* START Data to use *

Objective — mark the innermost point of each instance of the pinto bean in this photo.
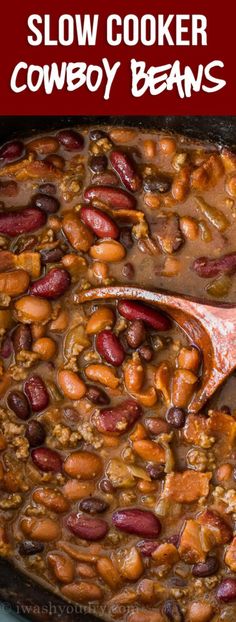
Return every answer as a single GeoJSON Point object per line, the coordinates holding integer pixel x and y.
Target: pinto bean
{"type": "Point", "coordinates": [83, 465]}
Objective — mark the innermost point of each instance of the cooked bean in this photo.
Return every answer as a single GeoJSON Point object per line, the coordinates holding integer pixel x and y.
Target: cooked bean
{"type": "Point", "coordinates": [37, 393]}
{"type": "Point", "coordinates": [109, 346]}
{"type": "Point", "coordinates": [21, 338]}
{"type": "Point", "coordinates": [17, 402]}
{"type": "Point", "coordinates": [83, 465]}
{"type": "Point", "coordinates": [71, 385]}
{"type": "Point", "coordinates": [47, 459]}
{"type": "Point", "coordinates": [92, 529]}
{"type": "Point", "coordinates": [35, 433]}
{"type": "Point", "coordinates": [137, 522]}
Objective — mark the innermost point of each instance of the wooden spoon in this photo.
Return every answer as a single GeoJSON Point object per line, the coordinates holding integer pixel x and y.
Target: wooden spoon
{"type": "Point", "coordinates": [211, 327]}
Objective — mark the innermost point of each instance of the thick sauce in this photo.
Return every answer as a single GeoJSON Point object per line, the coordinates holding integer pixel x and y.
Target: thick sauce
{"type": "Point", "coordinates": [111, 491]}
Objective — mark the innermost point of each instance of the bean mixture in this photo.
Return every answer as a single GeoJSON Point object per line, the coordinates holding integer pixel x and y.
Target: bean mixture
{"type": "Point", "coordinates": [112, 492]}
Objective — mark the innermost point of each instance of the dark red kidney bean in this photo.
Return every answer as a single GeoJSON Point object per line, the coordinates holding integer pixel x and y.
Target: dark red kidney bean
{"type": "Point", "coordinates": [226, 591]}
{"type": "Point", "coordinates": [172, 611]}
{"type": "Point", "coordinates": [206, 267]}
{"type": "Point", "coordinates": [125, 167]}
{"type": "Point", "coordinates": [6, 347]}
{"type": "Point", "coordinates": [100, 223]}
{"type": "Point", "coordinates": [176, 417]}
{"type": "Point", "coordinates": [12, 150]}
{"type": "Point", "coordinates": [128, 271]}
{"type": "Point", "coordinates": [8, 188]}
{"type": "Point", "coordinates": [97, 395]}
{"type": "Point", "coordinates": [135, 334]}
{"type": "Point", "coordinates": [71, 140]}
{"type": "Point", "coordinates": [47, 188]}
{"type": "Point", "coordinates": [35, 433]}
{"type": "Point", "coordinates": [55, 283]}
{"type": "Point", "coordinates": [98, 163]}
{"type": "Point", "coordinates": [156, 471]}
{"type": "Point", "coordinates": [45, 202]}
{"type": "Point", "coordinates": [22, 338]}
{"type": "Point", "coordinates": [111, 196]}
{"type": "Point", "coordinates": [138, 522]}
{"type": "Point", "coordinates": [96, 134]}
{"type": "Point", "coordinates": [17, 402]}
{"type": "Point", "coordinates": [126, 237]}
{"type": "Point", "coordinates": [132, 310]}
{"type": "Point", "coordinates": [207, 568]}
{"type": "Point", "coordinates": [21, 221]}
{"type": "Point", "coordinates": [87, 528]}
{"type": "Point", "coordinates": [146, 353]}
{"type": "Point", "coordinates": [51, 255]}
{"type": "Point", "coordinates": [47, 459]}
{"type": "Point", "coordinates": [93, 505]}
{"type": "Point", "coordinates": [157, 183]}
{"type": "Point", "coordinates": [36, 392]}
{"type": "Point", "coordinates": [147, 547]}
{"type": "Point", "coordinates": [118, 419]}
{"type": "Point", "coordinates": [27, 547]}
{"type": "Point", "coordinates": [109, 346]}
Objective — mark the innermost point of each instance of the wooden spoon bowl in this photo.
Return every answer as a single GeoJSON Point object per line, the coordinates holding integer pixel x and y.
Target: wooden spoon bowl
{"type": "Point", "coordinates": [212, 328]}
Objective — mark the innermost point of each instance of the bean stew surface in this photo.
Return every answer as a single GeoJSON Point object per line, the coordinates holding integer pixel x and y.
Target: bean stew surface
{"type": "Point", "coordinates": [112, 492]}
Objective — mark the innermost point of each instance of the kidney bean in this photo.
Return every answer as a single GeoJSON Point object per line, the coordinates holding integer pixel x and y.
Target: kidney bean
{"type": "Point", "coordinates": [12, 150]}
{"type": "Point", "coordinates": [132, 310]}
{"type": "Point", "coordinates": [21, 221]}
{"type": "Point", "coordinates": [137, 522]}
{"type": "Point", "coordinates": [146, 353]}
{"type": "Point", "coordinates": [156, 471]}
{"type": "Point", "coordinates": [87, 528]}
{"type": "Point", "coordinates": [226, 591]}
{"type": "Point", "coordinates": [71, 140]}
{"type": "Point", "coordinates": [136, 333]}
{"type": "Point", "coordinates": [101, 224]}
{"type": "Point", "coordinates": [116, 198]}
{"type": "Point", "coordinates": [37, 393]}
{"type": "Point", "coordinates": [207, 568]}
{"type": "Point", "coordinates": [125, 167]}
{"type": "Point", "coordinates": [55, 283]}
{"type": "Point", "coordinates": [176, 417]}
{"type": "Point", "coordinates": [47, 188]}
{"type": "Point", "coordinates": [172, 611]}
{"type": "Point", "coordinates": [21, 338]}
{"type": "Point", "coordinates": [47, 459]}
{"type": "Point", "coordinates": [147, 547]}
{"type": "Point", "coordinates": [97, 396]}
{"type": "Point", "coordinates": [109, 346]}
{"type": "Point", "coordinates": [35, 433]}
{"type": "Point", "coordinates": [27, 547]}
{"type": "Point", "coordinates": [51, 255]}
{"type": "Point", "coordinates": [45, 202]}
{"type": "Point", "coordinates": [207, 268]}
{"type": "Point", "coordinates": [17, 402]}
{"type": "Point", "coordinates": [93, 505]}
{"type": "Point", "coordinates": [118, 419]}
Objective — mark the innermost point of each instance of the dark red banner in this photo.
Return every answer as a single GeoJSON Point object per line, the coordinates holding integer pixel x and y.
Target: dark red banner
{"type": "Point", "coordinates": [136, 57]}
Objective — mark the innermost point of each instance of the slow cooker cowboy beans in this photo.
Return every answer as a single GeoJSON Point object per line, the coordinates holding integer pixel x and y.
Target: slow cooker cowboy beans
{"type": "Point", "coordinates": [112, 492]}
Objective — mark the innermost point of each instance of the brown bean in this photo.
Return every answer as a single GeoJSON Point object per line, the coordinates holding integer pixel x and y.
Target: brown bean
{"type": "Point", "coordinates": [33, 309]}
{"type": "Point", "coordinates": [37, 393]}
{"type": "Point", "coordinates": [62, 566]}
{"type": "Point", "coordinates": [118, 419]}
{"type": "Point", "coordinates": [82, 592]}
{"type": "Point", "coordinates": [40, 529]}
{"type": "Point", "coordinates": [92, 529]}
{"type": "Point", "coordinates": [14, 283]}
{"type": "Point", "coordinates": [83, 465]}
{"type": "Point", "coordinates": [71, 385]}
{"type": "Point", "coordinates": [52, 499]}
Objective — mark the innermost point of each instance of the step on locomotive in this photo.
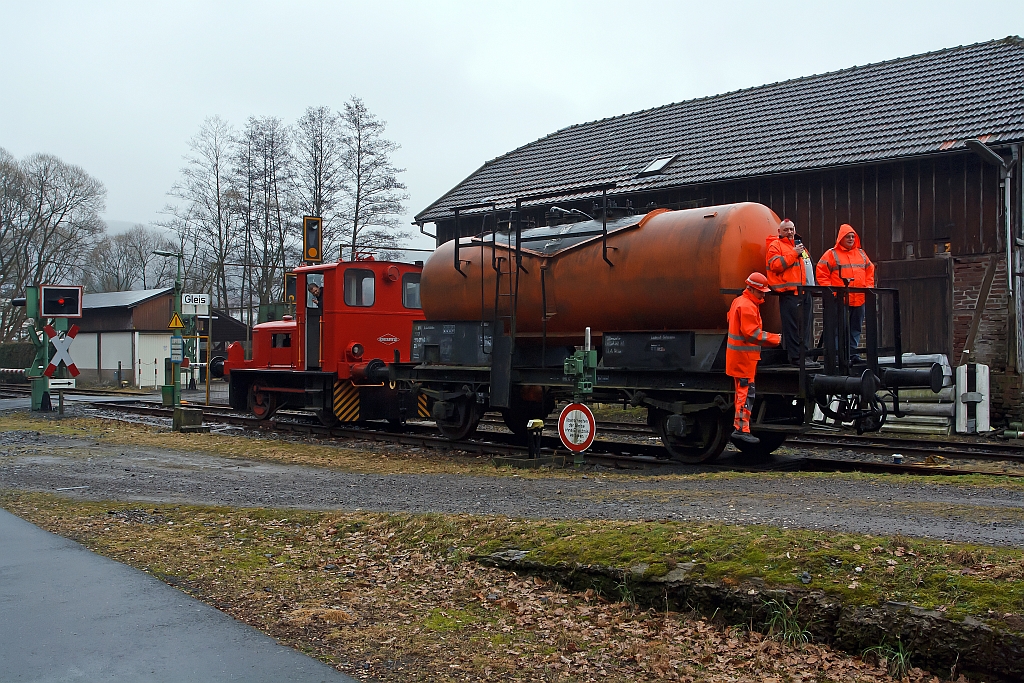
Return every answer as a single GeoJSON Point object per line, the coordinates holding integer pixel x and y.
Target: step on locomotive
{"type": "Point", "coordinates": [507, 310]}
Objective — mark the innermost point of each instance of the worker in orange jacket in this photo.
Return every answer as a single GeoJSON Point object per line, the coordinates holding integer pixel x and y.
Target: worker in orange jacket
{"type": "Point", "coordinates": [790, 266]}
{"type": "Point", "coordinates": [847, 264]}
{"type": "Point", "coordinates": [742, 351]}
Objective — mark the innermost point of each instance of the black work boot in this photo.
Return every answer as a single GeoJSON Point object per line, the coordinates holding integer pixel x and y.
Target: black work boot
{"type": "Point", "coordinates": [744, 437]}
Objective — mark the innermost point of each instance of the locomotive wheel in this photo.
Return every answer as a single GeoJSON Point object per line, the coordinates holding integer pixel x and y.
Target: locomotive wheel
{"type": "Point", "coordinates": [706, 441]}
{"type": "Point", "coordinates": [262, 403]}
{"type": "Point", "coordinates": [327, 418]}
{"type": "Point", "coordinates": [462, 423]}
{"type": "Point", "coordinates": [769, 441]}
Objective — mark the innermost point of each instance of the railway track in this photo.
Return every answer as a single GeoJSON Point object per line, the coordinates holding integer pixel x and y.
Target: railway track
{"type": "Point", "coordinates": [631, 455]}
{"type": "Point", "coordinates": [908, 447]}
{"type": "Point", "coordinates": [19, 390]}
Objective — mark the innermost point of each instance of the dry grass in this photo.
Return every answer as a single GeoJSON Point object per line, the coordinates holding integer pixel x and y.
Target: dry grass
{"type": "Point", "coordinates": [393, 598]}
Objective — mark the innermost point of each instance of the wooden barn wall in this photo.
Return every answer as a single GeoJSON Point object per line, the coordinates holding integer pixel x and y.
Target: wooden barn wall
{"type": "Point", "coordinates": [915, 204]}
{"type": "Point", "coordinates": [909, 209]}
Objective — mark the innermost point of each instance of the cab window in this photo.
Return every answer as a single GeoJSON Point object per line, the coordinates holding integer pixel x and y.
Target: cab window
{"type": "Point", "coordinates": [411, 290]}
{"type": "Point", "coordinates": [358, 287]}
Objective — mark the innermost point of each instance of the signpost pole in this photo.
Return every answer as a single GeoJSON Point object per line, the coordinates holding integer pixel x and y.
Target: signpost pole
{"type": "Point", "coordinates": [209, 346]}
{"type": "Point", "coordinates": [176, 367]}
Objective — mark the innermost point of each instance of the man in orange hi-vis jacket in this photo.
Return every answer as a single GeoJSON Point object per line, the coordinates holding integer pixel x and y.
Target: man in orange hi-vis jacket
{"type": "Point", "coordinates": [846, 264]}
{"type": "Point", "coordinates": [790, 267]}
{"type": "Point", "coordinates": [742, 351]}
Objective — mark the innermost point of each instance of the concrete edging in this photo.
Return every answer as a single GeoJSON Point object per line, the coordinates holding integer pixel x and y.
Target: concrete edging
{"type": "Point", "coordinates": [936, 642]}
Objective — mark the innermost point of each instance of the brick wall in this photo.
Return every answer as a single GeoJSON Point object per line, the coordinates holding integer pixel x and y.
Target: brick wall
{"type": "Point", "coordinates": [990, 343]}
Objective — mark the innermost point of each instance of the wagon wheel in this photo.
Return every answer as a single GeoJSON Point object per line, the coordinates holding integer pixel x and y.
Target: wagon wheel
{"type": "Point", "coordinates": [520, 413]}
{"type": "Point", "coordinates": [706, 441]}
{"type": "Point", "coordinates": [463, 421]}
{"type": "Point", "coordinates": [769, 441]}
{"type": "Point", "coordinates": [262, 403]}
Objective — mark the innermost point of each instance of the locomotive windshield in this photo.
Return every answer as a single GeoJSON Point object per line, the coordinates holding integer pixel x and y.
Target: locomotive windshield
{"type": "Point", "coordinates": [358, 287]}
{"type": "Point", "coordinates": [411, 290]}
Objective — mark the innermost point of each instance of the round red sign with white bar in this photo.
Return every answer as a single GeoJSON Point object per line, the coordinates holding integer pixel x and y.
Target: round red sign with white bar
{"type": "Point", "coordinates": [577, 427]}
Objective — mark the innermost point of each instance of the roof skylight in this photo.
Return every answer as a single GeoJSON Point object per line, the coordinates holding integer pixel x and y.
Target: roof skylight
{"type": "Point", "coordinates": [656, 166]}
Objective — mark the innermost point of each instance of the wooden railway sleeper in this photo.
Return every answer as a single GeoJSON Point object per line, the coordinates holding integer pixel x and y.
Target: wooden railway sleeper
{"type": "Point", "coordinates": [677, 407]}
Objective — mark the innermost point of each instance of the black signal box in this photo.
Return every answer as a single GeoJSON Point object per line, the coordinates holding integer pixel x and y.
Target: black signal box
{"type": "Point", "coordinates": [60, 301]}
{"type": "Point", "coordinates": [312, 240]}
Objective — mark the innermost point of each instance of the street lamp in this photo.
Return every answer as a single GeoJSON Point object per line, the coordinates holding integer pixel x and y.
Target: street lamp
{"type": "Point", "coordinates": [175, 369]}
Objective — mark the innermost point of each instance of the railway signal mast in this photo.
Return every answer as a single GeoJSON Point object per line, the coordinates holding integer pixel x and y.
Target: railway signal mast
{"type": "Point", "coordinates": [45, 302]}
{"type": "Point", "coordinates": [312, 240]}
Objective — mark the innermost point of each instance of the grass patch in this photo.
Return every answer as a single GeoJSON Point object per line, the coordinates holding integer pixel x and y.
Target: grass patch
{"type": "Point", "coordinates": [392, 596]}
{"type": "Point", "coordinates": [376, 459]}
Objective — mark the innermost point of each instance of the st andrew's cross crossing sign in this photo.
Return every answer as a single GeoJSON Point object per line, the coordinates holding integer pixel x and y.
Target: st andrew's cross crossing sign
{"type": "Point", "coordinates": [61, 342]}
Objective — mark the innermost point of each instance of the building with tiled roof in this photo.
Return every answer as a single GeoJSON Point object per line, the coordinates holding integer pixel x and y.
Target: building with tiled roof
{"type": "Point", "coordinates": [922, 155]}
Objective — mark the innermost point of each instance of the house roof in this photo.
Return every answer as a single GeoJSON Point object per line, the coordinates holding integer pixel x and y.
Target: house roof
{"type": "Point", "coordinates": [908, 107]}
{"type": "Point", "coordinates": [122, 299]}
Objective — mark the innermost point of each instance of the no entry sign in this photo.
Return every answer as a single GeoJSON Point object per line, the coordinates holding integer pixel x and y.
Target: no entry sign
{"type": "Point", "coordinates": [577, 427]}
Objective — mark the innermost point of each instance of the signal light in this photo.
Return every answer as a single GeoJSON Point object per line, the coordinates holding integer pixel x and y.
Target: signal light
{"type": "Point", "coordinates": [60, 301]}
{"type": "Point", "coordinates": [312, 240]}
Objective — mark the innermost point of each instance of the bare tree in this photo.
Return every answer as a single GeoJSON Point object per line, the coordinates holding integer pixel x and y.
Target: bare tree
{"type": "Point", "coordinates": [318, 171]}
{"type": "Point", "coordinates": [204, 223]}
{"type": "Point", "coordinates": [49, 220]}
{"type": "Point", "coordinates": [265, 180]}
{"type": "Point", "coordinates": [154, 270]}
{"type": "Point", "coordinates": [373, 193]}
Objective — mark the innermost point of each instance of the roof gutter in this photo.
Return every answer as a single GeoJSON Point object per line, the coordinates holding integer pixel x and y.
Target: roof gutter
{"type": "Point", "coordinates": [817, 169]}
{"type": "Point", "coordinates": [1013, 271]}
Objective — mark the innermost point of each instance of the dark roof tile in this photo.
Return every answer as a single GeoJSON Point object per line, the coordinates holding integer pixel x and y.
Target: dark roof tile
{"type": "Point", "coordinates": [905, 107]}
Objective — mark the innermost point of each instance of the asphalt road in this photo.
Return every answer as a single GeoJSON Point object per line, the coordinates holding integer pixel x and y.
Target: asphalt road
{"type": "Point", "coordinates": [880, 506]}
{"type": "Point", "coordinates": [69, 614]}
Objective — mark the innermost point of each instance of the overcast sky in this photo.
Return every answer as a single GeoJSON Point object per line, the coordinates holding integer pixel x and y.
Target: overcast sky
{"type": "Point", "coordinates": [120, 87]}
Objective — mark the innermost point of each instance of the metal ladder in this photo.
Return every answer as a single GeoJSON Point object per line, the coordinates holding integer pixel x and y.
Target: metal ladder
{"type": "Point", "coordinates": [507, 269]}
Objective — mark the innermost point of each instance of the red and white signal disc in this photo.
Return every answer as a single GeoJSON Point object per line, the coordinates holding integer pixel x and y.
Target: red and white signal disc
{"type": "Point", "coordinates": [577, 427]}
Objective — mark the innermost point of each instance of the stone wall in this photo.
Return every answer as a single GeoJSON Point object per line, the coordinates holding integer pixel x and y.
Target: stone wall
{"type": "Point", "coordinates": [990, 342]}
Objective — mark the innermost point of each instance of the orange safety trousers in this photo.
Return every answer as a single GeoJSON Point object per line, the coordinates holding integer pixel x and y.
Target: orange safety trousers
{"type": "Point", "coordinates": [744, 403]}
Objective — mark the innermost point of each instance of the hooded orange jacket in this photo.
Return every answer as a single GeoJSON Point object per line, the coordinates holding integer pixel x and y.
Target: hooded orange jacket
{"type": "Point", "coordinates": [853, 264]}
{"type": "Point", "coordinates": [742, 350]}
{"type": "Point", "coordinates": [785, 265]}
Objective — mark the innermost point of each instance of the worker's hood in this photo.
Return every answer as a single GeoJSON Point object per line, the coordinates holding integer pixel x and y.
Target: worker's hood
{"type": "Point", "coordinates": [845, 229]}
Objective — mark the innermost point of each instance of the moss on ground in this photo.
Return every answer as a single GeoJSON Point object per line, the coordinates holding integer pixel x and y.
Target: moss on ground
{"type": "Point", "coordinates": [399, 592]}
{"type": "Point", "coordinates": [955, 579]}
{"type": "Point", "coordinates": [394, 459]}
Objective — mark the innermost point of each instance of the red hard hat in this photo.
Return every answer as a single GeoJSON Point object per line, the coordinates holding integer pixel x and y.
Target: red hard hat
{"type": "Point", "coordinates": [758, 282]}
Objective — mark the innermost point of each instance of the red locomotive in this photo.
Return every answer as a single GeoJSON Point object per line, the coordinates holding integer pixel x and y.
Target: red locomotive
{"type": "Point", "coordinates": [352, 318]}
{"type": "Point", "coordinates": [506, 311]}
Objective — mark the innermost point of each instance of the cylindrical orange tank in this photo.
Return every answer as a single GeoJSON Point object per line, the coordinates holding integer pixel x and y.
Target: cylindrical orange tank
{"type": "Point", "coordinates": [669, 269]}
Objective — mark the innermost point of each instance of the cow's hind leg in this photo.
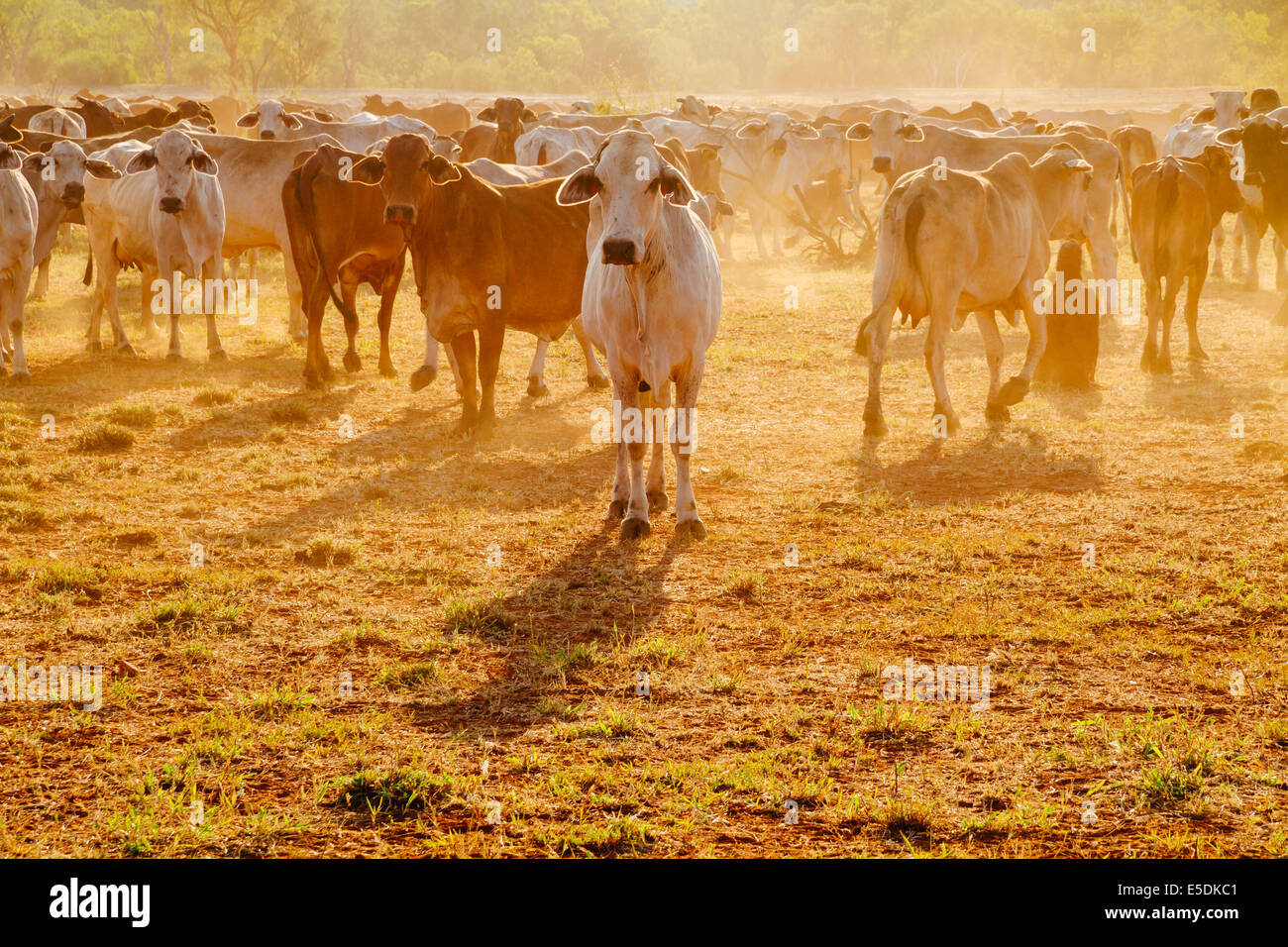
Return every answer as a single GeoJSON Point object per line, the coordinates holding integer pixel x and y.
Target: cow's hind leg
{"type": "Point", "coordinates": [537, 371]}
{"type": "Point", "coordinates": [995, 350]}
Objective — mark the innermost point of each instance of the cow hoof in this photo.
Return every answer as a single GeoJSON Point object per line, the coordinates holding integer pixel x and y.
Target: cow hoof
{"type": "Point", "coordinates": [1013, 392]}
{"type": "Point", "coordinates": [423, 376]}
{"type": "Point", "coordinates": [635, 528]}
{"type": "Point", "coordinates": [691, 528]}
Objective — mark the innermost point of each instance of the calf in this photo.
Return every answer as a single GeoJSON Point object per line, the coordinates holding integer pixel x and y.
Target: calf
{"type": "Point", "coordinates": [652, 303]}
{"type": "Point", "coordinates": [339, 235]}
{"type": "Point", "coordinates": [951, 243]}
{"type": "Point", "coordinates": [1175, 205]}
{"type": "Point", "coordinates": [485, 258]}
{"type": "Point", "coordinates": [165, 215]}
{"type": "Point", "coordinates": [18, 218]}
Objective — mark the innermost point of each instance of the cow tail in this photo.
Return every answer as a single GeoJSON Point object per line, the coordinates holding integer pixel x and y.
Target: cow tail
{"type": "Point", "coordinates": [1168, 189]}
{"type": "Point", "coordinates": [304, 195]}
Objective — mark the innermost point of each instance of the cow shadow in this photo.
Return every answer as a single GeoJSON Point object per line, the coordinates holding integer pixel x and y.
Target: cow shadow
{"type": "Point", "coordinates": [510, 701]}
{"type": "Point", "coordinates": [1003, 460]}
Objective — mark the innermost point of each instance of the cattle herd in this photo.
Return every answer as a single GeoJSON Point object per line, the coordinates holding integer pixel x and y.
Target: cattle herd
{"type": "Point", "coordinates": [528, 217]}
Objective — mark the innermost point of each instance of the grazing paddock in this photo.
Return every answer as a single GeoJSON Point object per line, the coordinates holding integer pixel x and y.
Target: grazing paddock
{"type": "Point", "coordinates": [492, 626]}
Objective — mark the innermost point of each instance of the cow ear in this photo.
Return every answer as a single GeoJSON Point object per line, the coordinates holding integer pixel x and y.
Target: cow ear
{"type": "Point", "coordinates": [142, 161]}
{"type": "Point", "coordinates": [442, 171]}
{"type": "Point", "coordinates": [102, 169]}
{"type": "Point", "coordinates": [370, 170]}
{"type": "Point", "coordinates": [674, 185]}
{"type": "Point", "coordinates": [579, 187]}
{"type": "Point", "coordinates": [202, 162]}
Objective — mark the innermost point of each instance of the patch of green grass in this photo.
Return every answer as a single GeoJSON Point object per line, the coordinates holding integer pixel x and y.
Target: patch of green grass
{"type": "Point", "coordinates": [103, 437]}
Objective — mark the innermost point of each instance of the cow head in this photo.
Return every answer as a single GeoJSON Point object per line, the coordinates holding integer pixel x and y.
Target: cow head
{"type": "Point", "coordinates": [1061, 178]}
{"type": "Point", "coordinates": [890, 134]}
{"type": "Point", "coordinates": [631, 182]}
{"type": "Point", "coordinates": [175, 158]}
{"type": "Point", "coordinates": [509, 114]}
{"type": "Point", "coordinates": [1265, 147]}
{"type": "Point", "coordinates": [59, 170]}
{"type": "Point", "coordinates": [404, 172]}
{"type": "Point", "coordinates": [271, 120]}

* END Data to use *

*Set task:*
Your task is to reproduce, exactly and exclusively, the lines from the one holding "head in this photo." through the final line of the listing.

*Right answer:*
Objective — mark the innermost point of each instance of the cow head in this photo.
Return every answer as a single GeoJSON Point object per line, the coordinates holding integer pixel x and y.
Target: cow head
{"type": "Point", "coordinates": [1061, 178]}
{"type": "Point", "coordinates": [890, 134]}
{"type": "Point", "coordinates": [631, 182]}
{"type": "Point", "coordinates": [175, 158]}
{"type": "Point", "coordinates": [509, 114]}
{"type": "Point", "coordinates": [1265, 147]}
{"type": "Point", "coordinates": [59, 170]}
{"type": "Point", "coordinates": [404, 172]}
{"type": "Point", "coordinates": [271, 120]}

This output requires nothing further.